> [Stated task]: Copy every line of the records below word for word, leaving out the pictures.

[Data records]

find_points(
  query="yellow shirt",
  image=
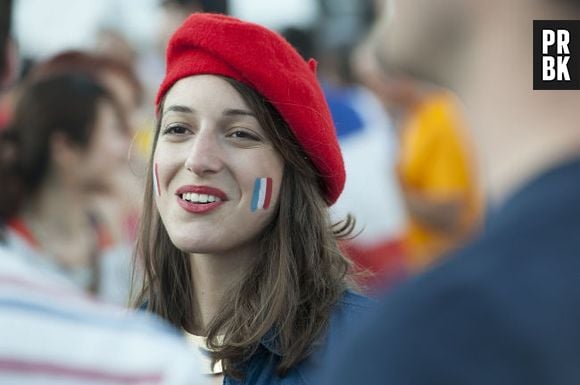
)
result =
(436, 161)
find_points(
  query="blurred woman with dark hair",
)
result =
(66, 137)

> [Task answer]:
find_points(
  query="yellow shirt",
  image=
)
result =
(436, 161)
find_points(
  query="blurred woman with dark hair",
)
result =
(66, 137)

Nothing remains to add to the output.